**Text block**
•••

Short listed for the Man Booker Prize 2012.
Malaya, 1949. After a career spent helping to prosecute Japanese war criminals, Yun Ling Teoh - herself the scarred lone survivor of a brutal Japanese wartime camp - seeks solace among the jungle fringed plantations of Northern Malaya. There she meets the enigmatic Aritomo, an exiled former gardener of the Emperor of Japan. Yun Ling asks Aritomo to create a garden in memory of her sister. But the jungle holds secrets of its own…
©2012 Tan Twan Eng (P)2012 W F Howes Ltd
"Disappointing"
I have listened to half of this book. I dislike it. It is contrived and unbelievable. The book tries to do too much, and thus does nothing well. The characters do not pull you in; they stay there flat between the pages of the book.
IF you decide you DO want to read it, do not pick the audiobook narrated by Anna Bentinck!!!!! The book is set in three different time periods. This is more confusing in an audiobook than in a paper book. I do NOT like the narration. There are Chinese and Japanese characters. When all but one of them speaks, you will cringe. Ask yourself to mimic a Chinese person trying to speak English. THAT is what you have to listen to here. It may be typically correct, but it is ever so unpleasant.
Oh, and I keep falling asleep as I listen to this book! Some lines are poetic and beautiful, but essentially lulling. I have started over several times, but each time I fall asleep!
Then I got mad, and went back again. But it was so:
1. boring (I HAVE listened to this.)
2. and confusing (Which time period am I in now?)
3. and annoying (Ugh, must I listen to this pigeon-English?)

•••

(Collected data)
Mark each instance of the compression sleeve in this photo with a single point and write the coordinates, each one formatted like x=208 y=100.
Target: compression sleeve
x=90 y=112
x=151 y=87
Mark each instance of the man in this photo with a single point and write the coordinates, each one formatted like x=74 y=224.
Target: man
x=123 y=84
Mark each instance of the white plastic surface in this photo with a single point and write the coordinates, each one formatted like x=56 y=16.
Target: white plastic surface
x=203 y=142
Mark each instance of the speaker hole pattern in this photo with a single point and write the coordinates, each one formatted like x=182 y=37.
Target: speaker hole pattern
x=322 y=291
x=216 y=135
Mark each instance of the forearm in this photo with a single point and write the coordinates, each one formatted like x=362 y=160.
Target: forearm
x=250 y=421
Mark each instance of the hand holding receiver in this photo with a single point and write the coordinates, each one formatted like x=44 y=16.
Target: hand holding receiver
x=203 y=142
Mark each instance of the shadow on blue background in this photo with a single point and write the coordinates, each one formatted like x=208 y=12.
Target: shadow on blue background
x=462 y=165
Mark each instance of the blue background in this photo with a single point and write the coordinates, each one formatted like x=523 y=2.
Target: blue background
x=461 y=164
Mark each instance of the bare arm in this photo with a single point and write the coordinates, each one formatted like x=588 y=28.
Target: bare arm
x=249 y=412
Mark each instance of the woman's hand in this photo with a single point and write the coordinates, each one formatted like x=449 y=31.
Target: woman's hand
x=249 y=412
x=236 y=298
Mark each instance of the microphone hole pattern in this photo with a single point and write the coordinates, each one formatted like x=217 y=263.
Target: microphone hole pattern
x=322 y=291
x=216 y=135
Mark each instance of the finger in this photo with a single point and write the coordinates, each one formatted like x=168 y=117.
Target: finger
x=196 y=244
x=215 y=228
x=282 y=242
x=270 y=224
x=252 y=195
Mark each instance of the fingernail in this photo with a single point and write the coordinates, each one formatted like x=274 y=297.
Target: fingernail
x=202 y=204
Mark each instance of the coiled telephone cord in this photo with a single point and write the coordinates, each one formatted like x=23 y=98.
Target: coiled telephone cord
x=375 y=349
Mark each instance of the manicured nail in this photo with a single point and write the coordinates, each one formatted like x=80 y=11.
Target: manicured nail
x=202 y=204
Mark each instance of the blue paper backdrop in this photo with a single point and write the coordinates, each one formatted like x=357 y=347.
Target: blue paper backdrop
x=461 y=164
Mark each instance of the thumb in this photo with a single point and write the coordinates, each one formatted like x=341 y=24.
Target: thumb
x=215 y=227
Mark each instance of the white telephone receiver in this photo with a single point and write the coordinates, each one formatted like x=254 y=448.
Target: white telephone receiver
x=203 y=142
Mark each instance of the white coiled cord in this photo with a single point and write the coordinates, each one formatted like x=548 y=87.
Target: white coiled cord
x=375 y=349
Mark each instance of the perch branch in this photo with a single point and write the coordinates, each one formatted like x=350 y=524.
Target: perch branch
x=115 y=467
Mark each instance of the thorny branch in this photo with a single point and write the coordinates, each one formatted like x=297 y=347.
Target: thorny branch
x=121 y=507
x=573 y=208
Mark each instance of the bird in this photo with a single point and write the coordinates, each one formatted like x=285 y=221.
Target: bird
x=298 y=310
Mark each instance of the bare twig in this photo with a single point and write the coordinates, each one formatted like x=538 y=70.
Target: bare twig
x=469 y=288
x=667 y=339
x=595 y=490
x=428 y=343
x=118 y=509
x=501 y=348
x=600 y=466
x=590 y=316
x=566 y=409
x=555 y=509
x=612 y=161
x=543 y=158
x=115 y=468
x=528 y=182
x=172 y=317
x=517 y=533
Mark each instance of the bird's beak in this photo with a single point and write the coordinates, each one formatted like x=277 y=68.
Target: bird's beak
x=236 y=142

•••

**Work order A**
In the book review, who narrates the audiobook that the reviewer advises against?
**Work order B**
Carry the book review forward from its last line.
The listing is separate material with no connection to the book review.

**Final answer A**
Anna Bentinck

**Final answer B**
4. and contrived (Romance, hidden treasure, murder, internment camps, Communist terrorists....)
5. and unbelievable (Central figure, the sole survivor of a Japanese Internment camp, agrees to become an apprentice gardener to a famed Japanese gardener, the gardener of Emperor Hirohito! And the details make it even more unbelievable. She manages to lift huge stones, agrees to remove her gloves that protect her hands that were damaged in the camp so she can feel the e-a-r-t-h..... Yup, not only unbelievable, but melodramatic too. I forgot to mention the serious medical problem.)
So I am stubborn. I cannot just quit this book, can I? I went then to Wikipedia and looked it up. What is ahead of me? OMG, it is not going to get more believable. No, I cannot take this anymore! This book goes back to Audible! I LOVE that Audible lets you return books.
The good things: some pretty lines and a teeny bit taught about Japanese gardens. They ARE truly magnificent. Should I give this book two stars? How can I do that if I absolutely cannot finish it?!